What is being asked:
Could you render the lines below as a numbered list, leaving out any blank lines?

═════ Record excerpts ═════

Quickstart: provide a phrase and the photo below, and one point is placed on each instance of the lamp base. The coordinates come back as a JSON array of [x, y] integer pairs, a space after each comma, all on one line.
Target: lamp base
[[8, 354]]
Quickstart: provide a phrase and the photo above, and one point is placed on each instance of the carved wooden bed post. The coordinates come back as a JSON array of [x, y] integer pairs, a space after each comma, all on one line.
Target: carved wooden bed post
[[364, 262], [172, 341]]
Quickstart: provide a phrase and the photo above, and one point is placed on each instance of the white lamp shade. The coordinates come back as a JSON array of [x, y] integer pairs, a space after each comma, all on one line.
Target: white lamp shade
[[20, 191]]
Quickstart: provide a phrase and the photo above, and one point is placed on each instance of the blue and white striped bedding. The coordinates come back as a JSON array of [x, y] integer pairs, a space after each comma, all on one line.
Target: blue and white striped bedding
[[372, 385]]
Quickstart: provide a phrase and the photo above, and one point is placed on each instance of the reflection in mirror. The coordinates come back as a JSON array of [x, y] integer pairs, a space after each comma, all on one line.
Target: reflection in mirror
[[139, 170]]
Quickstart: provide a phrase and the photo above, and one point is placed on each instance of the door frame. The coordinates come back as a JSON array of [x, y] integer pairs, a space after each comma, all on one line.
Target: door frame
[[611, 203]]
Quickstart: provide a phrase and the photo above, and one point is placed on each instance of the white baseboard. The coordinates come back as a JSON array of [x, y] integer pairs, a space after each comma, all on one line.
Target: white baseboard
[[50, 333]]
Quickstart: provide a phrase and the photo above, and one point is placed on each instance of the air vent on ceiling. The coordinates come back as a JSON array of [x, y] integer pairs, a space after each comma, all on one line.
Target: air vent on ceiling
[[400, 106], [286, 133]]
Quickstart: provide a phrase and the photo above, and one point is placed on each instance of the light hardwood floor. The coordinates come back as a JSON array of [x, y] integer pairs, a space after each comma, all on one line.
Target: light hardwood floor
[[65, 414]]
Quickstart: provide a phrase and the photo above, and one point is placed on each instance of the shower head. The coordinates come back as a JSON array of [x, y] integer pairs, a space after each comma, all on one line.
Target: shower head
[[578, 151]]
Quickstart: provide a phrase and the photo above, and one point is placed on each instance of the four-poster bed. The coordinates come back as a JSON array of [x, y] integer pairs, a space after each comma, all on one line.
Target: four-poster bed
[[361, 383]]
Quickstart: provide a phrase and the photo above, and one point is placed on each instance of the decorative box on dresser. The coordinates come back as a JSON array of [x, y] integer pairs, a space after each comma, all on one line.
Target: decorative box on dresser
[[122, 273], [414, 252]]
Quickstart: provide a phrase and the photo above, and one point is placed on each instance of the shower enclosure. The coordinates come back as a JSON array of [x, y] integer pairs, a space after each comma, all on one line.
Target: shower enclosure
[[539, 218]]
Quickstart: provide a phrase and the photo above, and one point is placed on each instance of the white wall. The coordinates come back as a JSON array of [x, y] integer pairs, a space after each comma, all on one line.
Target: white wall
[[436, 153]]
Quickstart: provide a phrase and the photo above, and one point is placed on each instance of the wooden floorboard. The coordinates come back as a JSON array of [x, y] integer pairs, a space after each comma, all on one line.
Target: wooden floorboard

═════

Output of the exercise:
1. Quickstart: provide a phrase and the photo below, and one point is placed on each instance of the lamp base. The coordinates come back as a JSON array of [x, y] integer pairs, a space after each comma, all on one line.
2. Target: lamp base
3. [[8, 354]]
4. Quickstart: provide a phrase and the photo above, and one point is placed on each instance of the carved wooden bed post. The coordinates come back as a JSON array of [x, y] integer pairs, a space after each comma, all on one line.
5. Target: carved wooden bed post
6. [[364, 262], [172, 341]]
7. Quickstart: provide a phrase and the photo above, and one point is placed on each instance of the white lamp shade. The coordinates come back as a JSON array of [x, y] integer pairs, a space after each comma, all on one line.
8. Target: white lamp shade
9. [[20, 191]]
10. Quickstart: provide a phrase and the photo above, and one point is placed on each instance of the blue and white striped bedding. The coordinates come back as a JSON array of [x, y] integer pairs, a space after each comma, all on one line.
11. Target: blue and white striped bedding
12. [[372, 385]]
13. Quickstart: provide a phrase and the photo above, and one point is placed on each instance of the reflection in mirror. The coordinates come back as a JSON array of [x, y] integer pairs, a space after each comma, all on one line.
14. Target: reflection in mirror
15. [[139, 170]]
16. Quickstart: provide a phrase and the photo above, and one point is placed on each instance of the door frame. The coordinates come back as a JSON array of [x, y] integer pairs, a space after each comma, all on one line.
17. Target: door frame
18. [[611, 203]]
19. Quickstart: provide a phrase and the photo above, and one point is placed on each instance of the white baseboard. The coordinates come back as a JSON array of [x, y] integer pairs, a space after each comma, all on one line.
20. Target: white baseboard
21. [[50, 333]]
22. Quickstart: provide a phrase and the photo above, and one point is placed on each instance of the air vent on ceiling. The coordinates come back as a JSON array of [x, y] integer pairs, a space after each comma, all on one line.
23. Target: air vent on ceiling
24. [[400, 106], [286, 133]]
25. Quickstart: provide a phrase and the photo above, and one point is placed on each instance of the light hardwood floor. The coordinates come back as a JSON array of [x, y] integer pairs, a space after each comma, all on one line.
26. Target: light hardwood floor
27. [[65, 414]]
28. Quickstart: provide a phrase and the photo above, and one point is placed on each instance of the shower head. The coordinates come back as a JSON array of [x, y] integer pairs, a space after each comma, all on one line.
29. Target: shower head
30. [[578, 151]]
31. Quickstart: provide a phrase and the photo above, and one point is placed on each instance of the four-poster bed. The coordinates come back as a JSON array of [x, y] integer pairs, a space after each comma, all on one line.
32. Target: four-poster bed
33. [[361, 383]]
34. Quickstart: provide a phrase and the photo above, and one point is placed on each instance of the decorative box on dresser. The coordinates come back as a JSON array of [x, y] integer pairs, a space after each comma, all on one line.
35. Target: decorative box on dresser
36. [[122, 273], [414, 252]]
37. Quickstart: provide a phrase and the photo above, and one point is placed on each instance of the shower enclosure. The coordinates come back as a JSON array of [x, y] integer pairs, a space after each comma, all on one line.
38. Target: shower enclosure
39. [[539, 218]]
40. Quickstart: provide a phrase and the photo above, and one point is placed on each instance of the white wall. The coordinates come back as a JSON array of [x, y] integer pairs, a space after each comma, all on one line.
41. Target: white wall
42. [[436, 153]]
43. Quickstart: provide a phrase and the photo above, and one point is placed on each instance of the wooden floorboard. The coordinates come back as a JSON array of [x, y] integer pairs, a space after each comma, all on one line.
44. Target: wooden floorboard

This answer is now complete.